Write out the lines from the line containing "target: weathered wood table top" to the line containing "[[[351,337],[579,389],[489,114]]]", copying them exactly.

<<<<

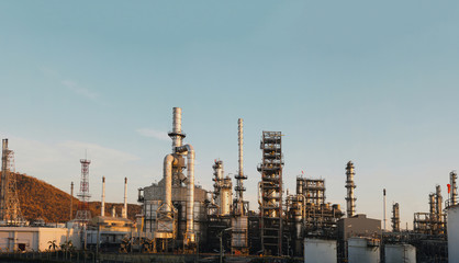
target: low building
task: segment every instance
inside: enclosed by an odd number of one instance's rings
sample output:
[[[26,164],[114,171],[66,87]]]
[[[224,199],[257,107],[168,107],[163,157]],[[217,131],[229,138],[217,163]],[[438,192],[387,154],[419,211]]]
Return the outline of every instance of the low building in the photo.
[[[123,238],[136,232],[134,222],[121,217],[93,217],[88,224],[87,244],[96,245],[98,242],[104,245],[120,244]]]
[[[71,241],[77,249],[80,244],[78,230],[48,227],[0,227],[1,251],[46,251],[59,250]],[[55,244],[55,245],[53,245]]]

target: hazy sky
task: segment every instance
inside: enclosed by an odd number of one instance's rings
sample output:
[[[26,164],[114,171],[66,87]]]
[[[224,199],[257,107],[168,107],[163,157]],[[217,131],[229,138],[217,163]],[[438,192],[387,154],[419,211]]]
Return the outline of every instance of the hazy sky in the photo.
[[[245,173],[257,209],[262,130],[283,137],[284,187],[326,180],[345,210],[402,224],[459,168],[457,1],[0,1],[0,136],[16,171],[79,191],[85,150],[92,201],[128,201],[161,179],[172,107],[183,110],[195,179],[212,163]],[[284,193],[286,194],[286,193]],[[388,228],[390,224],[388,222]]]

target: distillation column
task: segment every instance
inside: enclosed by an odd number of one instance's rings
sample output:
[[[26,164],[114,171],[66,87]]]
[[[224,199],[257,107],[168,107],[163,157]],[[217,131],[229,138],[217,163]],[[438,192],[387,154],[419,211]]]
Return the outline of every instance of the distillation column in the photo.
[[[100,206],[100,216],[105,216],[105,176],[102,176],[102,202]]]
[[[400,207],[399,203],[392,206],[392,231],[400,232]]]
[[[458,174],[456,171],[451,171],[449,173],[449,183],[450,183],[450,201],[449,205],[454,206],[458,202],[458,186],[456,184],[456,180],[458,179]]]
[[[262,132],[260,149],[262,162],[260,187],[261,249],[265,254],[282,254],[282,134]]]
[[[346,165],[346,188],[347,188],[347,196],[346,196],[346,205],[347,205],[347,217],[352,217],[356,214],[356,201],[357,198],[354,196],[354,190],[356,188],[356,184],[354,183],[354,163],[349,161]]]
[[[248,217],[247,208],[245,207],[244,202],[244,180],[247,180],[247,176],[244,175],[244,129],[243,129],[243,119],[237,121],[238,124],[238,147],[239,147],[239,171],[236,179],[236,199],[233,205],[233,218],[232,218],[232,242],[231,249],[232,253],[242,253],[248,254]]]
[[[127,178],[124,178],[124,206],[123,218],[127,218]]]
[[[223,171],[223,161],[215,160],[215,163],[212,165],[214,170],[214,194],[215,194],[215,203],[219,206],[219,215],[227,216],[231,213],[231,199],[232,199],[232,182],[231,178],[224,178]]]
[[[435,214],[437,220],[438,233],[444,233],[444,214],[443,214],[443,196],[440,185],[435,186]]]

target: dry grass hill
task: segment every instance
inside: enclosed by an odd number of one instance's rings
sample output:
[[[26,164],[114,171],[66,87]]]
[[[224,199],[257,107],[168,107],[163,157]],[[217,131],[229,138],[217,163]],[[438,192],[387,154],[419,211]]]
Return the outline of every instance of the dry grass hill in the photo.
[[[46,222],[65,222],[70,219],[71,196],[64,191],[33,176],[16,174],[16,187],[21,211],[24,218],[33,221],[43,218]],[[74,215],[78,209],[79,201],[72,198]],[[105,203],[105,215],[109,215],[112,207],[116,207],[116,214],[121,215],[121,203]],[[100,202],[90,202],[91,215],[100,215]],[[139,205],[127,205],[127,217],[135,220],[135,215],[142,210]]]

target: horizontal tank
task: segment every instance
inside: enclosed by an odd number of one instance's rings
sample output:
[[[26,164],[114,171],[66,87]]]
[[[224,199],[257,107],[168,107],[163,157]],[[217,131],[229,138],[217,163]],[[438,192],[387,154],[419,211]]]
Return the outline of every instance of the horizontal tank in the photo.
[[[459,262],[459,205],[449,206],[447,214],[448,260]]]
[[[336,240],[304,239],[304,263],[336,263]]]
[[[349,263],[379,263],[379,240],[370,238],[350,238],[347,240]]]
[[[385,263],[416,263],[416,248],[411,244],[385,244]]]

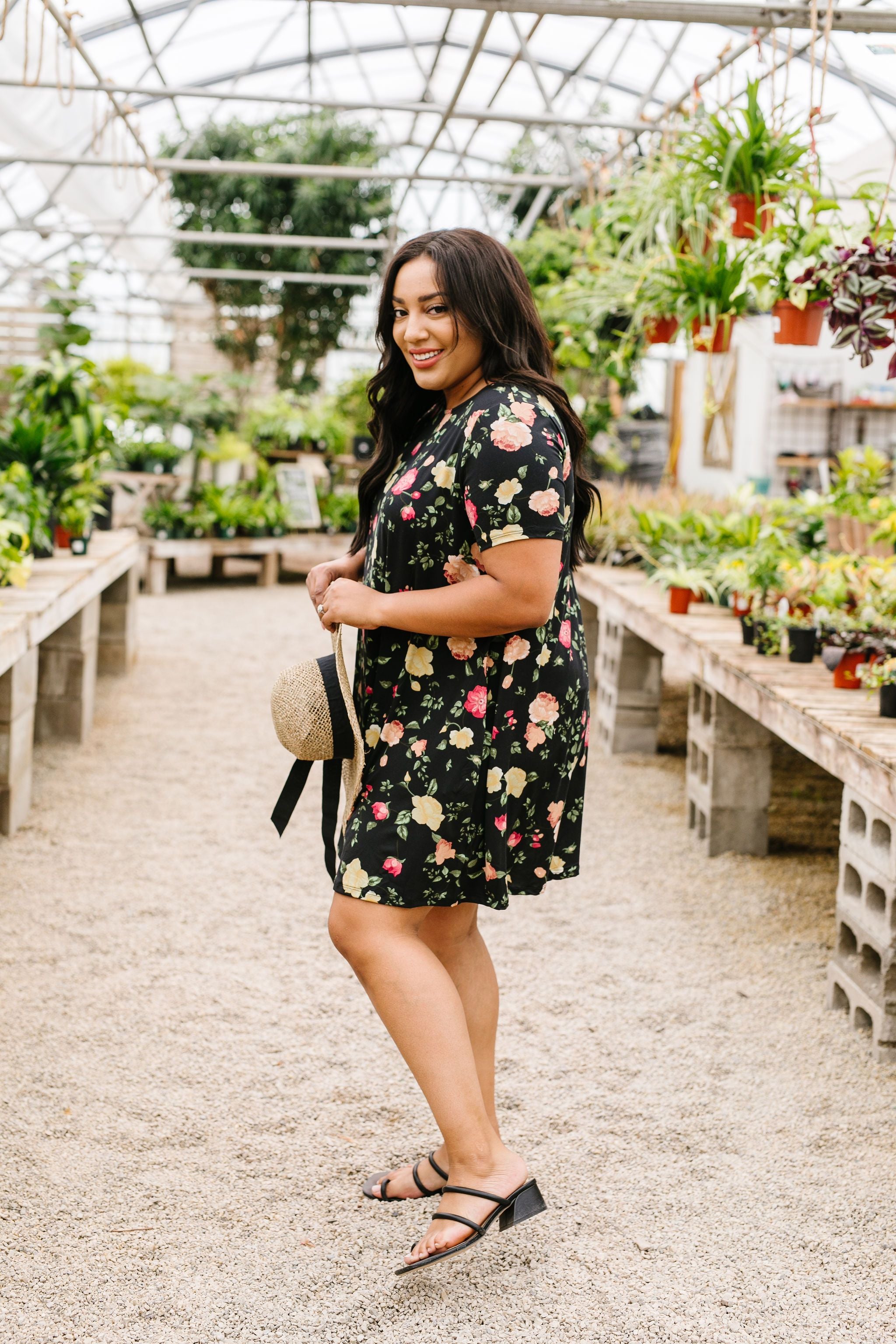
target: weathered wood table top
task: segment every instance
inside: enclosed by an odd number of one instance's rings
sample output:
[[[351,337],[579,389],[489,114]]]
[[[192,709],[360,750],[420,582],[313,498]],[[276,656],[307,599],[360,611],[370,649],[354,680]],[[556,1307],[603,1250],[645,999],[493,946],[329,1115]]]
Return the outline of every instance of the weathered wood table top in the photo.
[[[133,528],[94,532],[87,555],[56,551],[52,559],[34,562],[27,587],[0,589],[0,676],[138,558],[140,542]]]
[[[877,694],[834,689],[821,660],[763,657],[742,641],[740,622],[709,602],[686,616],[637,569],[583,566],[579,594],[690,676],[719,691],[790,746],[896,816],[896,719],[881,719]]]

>>>>

» Output of the task:
target: weathered wood table top
task: segment every instance
inside: enclosed by an odd number of one instance's rings
sample output:
[[[351,337],[579,389],[489,114]]]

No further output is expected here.